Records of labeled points
========
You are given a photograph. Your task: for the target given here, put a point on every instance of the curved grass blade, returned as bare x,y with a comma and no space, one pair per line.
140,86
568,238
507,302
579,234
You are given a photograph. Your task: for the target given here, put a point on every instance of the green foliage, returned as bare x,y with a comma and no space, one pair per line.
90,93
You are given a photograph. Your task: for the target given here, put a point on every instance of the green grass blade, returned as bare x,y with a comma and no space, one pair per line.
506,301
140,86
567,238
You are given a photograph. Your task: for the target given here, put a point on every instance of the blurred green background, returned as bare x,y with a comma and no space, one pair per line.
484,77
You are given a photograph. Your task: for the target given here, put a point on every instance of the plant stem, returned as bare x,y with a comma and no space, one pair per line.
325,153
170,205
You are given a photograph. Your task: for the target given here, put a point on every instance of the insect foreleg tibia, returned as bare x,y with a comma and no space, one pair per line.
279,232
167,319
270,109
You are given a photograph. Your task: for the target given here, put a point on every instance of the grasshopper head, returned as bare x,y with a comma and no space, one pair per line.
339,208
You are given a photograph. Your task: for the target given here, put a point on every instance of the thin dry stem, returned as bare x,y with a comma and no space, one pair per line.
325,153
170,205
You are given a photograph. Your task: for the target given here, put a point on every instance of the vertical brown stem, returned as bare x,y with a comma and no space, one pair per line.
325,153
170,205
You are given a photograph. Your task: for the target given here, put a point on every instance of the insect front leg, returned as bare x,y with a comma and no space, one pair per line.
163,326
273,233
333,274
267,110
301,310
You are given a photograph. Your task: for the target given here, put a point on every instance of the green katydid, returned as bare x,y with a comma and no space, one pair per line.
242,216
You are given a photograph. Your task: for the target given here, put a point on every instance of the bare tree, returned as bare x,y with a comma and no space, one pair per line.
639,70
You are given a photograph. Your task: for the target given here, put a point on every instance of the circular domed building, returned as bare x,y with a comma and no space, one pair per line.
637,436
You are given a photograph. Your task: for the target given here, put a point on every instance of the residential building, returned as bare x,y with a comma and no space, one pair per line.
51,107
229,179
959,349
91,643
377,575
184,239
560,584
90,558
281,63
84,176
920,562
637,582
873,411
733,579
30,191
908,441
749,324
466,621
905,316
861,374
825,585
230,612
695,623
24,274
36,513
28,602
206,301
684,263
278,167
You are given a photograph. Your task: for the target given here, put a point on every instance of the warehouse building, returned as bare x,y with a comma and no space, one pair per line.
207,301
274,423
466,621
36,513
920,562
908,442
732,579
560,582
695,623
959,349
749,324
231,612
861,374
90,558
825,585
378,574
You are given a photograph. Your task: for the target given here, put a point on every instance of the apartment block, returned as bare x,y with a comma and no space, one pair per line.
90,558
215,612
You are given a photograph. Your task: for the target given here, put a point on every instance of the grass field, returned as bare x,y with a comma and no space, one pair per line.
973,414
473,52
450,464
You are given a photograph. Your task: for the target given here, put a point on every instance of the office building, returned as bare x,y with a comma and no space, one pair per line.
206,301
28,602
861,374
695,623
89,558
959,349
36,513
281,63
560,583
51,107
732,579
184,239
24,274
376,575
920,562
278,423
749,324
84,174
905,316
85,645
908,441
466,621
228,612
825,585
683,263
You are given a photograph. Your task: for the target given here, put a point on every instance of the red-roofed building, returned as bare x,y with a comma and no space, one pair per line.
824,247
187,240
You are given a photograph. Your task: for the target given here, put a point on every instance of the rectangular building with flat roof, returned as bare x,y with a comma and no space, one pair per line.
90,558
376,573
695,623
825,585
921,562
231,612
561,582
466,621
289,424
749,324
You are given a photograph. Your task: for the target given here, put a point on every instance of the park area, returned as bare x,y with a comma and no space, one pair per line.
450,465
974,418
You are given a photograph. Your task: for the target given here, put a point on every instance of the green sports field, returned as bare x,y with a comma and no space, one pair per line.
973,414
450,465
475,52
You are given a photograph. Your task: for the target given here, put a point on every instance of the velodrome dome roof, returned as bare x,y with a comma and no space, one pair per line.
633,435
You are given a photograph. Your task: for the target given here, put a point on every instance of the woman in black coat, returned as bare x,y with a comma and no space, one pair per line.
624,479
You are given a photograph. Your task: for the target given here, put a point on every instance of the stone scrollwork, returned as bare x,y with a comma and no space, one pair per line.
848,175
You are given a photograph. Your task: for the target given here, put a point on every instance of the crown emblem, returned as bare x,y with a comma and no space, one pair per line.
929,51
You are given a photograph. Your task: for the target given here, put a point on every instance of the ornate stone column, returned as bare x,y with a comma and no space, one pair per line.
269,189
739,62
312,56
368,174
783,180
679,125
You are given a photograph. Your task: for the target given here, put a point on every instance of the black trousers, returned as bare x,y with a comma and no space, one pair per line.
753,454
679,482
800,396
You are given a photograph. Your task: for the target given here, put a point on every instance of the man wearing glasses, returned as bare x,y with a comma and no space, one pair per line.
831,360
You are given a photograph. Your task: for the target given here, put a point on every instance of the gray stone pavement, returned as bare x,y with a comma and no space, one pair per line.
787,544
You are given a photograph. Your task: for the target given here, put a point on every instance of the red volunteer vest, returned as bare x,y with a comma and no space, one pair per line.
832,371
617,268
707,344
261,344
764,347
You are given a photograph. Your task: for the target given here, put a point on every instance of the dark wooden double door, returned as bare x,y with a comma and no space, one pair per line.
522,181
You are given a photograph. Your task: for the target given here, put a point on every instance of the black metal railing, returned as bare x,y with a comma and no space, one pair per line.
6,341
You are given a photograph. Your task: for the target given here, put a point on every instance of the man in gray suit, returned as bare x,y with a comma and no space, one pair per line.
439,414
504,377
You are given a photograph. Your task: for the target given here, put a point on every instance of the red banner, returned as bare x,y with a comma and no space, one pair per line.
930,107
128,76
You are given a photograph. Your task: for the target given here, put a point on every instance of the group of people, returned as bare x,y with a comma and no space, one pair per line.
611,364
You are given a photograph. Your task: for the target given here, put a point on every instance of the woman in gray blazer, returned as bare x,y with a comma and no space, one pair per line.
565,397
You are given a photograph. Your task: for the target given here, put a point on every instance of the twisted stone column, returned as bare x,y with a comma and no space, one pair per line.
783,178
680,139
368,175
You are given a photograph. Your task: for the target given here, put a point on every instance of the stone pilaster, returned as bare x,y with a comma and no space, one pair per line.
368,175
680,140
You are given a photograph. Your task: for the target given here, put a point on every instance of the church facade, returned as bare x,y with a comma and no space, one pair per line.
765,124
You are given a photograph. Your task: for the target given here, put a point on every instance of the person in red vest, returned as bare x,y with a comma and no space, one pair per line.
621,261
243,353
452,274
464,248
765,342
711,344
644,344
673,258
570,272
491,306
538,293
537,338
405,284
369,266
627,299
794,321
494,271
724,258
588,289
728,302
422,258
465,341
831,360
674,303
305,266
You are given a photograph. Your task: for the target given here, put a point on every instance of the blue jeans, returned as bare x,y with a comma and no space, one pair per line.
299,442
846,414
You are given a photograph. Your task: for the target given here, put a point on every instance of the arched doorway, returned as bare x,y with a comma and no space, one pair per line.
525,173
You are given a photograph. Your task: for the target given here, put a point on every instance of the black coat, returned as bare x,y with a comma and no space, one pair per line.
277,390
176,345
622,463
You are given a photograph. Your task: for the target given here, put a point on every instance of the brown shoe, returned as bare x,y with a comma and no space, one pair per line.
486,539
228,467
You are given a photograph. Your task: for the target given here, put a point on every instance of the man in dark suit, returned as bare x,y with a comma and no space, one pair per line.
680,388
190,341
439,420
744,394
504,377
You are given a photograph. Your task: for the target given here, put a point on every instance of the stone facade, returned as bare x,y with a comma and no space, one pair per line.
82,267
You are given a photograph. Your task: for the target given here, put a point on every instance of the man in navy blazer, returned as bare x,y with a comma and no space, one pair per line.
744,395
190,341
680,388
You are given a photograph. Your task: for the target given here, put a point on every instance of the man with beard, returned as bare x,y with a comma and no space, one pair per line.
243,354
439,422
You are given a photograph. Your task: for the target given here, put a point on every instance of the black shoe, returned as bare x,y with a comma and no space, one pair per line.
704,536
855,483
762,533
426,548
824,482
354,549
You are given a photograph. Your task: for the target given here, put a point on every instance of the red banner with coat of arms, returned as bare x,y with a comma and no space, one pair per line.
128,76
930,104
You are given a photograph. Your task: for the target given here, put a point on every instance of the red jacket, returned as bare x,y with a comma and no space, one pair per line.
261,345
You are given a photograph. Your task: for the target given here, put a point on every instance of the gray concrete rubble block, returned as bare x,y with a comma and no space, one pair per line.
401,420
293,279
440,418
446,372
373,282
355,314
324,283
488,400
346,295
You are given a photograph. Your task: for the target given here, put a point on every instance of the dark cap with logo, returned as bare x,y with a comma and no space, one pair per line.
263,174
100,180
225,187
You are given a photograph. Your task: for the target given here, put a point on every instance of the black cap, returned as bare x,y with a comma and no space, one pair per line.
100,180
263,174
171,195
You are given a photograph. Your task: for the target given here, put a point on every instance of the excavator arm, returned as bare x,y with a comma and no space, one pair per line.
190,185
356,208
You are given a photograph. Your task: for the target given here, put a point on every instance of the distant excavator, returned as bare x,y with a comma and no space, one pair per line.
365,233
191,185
========
Exercise brief
From the line containing "black cap, returned" through the final line of the listing above, retype every line exactly; leave out everything else.

Result for this task
You are given a photograph. Your task: for the target given here, put a point on every instance of the black cap, returned as bare x,y with a comma and no space, one pair per line.
100,180
263,174
171,195
You are given a photograph. Your task: for the target given here, put a point on every instance of the excavator arm, returned as bare x,y with a comma and no space, one pair per line.
190,185
356,208
You are given a photograph. Your task: for the target given here, put a point on every instance of the distant excavator, returned as bare x,y with a comma and no space, one pair per line.
365,233
191,185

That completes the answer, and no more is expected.